対談は、『田中泰延が会社を辞めたほんとうの理由、
迷走王ボーダーとブルーハーツ』に出てきた、
THE BLUE HEARTSの『リンダ リンダ』をかけながら、
田中さんを迎え入れるところからはじまります。
「♪どぶねずみみたいに美しくなりたい」
- 糸井
- ‥‥あれ? 来ないね(笑)。
「♪写真には写らない 美しさがあるから」
(♪リンダリンダ!)
- 田中
- (踊りながら部屋に入ってくる)
(♪リンダリンダリンダ!)
- 一同
- (爆笑)
- 糸井
-
あぁ、よかった(笑)。
いやいや、ようこそいらっしゃいました。
私達、ファンなんです。
- 田中
-
いえそんな、とんでもない。
よろしくお願いします。
- 田中
-
糸井さんとは1週間ぶりで、
大阪でお目にかかりました。
- 糸井
-
いや、ありがとうございます。
放っておいたら、この人、
1人で喋ってくれるから(笑)。
- 田中
- いや、そんな、漫談師じゃないんですから。
- 糸井
- なんか聞かなくてもいいんじゃないですかね。
- 田中
-
いや、もう今日は本当に、
何喋っていいかわからないので、
聞かれたことをこう、とつとつとね、
言葉少なに答えようかなと思ってます。
- 糸井
-
今日も、いつものようにですけど、
いくつかの紙袋に手土産が入ってて、
「手土産研究家の田中さん」っていうふうに
僕は認識しています。
- 田中
- いつそんなことになったんでしょうか(笑)。
- 糸井
-
いやいや(笑)、どうしてあんなに手土産を?
営業やってらっしゃったんですか?
- 田中
-
いやいや、まったくやったことないですけど、
やっぱり貰うとうれしいっていう経験が
すごく大きくて。
- 糸井
- 大きくて。
- 田中
-
まぁ自分が持っていくものは
だいたいつまんないんですけど、逆に、
このほぼ日さんに伺った時は
メッチャいいもの貰えるじゃないですか。
- 糸井
- そんなのあったかなぁ(笑)。
- 田中
-
いや、本当に。
ジャム貰ったりね、
あと、カレーの恩返し貰ったりね、
なんかあのぅ、
なんかやっぱり紙袋をくれはるんですよ。
- 糸井
- あぁ、なるほど。
- 田中
-
で、やっぱり貰うとうれしいし、
あと、家族喜ぶんでね。
- 糸井
-
あぁ、あぁ。
家族って言葉が田中さんの口から出てきたのは、
ちょっと珍しいですね。
- 田中
- 珍しいですね(笑)。
- 糸井
- やっぱり、やっぱり無職になってからですね(笑)。
- 田中
- そうですね。そうなんです。
- 糸井
-
田中さんが、
「僕が持ってくるものは
だいたいつまんないものです」って
言った後に、僕も「うん」って言っちゃうと、
後で文字になるときに「どうしようか」って
なるかもしれないんですけど(笑)。
- 一同
- (笑)
- 田中
-
(笑)。
でも、「つまんないものです」って言うの、
すごいいいコミュニケーションだと思うんですよ。
それは受け取った側が、
「いやいや、そんなことないですよ」
って言うんじゃなくて。
━━━━━━━━━━━━━━━━━━━━━━━━━━━━━━
練習課題 A: 本文の内容を二文で要約すること。
━━━━━━━━━━━━━━━━━━━━━━━━━━━━━━
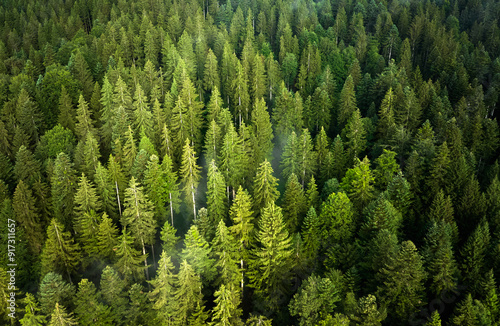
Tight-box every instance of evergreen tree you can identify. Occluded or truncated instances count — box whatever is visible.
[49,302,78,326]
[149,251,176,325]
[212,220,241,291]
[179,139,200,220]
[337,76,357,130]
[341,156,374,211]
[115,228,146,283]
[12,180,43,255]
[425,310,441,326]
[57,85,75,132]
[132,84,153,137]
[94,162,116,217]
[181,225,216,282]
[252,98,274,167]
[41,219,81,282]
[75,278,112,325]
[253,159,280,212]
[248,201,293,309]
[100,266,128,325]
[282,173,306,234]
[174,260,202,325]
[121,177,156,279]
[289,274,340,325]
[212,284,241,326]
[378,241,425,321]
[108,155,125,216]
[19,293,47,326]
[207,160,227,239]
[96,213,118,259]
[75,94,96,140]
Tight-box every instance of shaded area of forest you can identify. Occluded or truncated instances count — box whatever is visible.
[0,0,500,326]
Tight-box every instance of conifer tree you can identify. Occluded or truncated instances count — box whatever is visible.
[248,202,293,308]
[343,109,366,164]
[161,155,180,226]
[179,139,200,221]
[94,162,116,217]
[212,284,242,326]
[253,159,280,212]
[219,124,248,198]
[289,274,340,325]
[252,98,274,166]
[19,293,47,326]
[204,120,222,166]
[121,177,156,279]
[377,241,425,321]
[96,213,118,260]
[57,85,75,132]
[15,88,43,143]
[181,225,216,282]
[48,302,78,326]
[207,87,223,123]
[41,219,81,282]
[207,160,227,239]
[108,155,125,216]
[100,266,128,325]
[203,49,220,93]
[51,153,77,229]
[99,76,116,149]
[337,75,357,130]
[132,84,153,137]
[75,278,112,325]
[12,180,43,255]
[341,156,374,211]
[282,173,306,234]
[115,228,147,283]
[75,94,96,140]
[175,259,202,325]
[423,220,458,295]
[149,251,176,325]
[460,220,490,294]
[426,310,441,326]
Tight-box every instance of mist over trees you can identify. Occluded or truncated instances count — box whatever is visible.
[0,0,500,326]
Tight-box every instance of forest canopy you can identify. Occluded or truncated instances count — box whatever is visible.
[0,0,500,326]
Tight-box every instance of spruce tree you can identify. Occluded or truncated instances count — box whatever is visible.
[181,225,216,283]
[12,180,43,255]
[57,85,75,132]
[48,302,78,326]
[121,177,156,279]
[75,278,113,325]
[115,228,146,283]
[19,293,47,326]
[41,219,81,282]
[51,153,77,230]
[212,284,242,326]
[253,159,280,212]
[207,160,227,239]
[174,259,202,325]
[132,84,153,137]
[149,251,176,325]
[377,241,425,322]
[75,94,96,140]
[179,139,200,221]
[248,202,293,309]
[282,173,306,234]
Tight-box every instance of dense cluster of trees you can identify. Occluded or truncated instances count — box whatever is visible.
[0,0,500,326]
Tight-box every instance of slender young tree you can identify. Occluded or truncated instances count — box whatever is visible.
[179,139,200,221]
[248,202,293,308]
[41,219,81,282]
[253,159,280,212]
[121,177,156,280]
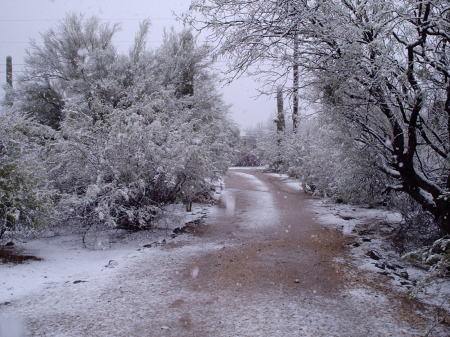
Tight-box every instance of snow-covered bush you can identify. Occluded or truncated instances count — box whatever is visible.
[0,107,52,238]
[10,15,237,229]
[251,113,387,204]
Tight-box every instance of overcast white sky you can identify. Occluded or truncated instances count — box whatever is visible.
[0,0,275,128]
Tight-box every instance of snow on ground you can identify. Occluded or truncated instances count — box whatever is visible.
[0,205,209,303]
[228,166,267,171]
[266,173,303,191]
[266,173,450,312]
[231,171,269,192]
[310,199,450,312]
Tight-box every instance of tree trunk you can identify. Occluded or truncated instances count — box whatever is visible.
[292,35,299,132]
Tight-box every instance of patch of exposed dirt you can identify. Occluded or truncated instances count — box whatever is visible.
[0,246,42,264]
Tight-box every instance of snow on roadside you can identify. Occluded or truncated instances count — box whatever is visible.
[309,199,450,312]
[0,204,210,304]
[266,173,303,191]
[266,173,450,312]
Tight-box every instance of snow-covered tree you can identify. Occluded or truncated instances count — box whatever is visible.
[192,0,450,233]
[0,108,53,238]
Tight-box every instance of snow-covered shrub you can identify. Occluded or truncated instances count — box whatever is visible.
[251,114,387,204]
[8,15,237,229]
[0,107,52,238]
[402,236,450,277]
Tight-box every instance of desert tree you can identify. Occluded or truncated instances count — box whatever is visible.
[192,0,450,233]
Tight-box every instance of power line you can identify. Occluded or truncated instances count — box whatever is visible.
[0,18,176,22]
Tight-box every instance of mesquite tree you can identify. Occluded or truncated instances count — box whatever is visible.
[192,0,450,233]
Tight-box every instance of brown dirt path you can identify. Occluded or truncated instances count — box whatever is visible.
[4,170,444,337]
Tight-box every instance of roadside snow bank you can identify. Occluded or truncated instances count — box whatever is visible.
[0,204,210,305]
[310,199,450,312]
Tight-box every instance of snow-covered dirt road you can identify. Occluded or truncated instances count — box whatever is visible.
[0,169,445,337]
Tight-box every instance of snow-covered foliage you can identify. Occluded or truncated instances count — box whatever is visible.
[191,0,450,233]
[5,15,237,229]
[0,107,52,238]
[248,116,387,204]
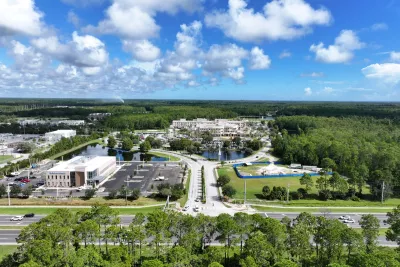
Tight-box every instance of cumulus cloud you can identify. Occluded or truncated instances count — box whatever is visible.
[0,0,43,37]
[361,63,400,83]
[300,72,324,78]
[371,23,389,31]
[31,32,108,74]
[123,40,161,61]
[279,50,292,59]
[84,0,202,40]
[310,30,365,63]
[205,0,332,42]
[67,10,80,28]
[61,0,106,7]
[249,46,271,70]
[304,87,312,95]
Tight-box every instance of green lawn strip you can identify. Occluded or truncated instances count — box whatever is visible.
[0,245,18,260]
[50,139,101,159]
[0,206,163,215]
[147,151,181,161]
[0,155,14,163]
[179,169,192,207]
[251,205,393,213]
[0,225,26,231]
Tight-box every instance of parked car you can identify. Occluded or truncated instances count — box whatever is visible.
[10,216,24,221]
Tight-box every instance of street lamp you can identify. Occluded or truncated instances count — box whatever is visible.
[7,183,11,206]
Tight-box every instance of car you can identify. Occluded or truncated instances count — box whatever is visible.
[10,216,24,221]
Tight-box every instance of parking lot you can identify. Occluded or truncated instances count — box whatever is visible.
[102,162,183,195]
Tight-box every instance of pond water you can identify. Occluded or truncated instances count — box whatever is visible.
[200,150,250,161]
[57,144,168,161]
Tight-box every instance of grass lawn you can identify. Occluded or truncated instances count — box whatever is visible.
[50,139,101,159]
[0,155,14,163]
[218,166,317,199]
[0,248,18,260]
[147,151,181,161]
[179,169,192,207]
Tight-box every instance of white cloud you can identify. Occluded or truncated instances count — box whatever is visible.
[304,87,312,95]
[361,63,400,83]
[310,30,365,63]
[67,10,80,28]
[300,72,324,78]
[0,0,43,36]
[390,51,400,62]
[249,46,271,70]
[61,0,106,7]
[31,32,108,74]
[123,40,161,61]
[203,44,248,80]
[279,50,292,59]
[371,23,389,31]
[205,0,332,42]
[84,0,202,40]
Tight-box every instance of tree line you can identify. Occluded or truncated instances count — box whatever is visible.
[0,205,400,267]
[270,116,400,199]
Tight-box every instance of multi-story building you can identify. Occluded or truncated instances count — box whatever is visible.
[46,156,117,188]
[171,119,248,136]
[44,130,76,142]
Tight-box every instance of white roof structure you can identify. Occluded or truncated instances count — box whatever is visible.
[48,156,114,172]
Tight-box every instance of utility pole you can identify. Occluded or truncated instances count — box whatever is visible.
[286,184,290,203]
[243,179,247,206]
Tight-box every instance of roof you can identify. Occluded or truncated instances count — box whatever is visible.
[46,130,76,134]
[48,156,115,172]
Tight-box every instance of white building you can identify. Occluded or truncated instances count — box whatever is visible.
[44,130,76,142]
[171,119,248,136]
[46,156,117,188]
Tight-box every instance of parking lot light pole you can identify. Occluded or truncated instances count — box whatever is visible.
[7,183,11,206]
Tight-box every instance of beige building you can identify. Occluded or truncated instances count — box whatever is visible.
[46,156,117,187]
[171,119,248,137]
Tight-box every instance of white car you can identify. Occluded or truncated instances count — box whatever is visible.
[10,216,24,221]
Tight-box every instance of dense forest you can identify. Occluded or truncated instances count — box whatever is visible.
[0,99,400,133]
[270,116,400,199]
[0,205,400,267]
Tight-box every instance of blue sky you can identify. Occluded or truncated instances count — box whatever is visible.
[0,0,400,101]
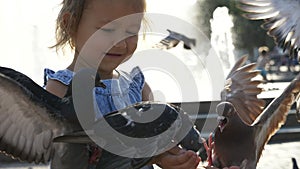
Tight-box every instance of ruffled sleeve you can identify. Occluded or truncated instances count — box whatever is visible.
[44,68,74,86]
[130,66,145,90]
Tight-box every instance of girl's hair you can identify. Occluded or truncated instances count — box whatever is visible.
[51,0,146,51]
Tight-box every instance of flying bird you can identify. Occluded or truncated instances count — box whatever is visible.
━━━━━━━━━━━━━━━━━━━━━━━━━━━━━━
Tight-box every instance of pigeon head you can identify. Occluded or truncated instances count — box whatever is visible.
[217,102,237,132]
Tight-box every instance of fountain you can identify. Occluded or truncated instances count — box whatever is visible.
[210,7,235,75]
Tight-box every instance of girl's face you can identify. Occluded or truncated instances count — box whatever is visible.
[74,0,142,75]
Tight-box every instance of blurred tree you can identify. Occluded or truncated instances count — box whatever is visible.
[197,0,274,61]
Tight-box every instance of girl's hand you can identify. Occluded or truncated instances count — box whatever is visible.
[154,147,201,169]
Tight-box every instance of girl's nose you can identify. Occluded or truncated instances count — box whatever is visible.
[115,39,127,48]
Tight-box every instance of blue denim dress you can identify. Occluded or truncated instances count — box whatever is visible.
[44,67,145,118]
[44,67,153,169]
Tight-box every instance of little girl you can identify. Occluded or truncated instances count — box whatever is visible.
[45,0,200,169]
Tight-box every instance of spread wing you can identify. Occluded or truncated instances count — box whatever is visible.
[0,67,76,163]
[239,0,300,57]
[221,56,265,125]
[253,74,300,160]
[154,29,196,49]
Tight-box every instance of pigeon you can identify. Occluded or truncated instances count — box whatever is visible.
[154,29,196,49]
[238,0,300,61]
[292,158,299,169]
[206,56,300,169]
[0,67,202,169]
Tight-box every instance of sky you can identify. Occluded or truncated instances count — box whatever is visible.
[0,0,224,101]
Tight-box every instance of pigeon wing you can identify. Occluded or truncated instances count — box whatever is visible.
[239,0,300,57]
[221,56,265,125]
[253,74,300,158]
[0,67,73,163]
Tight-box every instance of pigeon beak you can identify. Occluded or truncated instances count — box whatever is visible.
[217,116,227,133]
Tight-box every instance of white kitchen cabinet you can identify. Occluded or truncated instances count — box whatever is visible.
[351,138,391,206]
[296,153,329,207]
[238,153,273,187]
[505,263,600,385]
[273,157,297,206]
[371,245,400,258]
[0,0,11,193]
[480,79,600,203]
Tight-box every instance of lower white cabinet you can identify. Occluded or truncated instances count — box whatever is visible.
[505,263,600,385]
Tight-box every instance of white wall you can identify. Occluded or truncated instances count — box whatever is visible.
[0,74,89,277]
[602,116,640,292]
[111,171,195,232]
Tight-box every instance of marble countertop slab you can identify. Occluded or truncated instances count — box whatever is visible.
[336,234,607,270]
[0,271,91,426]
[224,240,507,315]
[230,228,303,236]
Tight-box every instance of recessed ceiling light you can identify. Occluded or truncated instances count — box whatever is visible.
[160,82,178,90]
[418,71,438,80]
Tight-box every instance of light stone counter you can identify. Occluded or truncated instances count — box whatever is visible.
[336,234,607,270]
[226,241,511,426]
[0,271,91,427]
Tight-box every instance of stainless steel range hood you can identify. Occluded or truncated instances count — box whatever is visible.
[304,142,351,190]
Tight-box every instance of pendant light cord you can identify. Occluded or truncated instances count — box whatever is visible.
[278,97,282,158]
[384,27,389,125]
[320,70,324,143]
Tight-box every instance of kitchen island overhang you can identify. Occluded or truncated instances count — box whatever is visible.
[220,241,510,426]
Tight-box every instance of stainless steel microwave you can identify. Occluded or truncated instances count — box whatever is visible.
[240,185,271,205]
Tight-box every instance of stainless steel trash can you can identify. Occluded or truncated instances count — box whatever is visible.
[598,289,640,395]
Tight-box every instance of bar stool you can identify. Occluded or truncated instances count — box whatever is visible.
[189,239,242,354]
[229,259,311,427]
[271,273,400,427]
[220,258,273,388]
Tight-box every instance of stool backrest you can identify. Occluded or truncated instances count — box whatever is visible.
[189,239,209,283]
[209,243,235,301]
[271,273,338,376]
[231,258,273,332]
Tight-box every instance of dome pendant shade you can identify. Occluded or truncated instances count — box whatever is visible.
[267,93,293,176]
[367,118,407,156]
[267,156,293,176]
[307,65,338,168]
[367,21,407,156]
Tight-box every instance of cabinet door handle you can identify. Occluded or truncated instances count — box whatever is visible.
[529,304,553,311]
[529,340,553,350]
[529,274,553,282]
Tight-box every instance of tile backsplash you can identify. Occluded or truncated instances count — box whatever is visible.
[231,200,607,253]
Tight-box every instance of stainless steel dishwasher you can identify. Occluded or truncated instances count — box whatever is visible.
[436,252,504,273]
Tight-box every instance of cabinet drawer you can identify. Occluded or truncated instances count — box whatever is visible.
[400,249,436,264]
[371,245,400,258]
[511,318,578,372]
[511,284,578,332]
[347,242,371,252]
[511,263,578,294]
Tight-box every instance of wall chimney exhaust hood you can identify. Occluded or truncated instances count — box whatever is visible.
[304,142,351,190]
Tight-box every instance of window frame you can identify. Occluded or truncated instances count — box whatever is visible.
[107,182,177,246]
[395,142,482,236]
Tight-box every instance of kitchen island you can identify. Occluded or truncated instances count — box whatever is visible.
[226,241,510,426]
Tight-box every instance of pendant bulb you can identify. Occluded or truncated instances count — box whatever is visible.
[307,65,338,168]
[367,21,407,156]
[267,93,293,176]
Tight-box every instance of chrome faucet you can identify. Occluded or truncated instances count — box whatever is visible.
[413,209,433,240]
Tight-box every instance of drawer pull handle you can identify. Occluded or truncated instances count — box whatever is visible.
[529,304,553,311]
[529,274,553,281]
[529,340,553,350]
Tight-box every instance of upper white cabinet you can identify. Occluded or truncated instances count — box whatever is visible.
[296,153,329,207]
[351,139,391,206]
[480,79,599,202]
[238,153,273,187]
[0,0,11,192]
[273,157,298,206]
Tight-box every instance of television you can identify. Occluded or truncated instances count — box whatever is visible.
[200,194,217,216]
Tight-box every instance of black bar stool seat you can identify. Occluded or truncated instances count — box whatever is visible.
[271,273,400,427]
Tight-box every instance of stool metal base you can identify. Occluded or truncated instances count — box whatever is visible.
━━━━━━━━━━━━━━━━━━━━━━━━━━━━━━
練習課題 B: 記録から、語「blue」を含む行をすべて探し出し、書き写すこと。

正解 A: 対談は『リンダ リンダ』をかけながら田中さんを迎え入れるところから始まり、田中さんは踊りながら部屋に入ってくる。糸井さんになぜあんなに手土産を持ってくるのかと聞かれた田中さんは、貰うとうれしいという経験が大きく家族も喜ぶと答え、「つまんないものです」と言うのはすごくいいコミュニケーションだと思うと語る。

正解 B:
Tight-box every instance of blue sky you can identify. Occluded or truncated instances count — box whatever is visible.
Tight-box every instance of blue denim dress you can identify. Occluded or truncated instances count — box whatever is visible.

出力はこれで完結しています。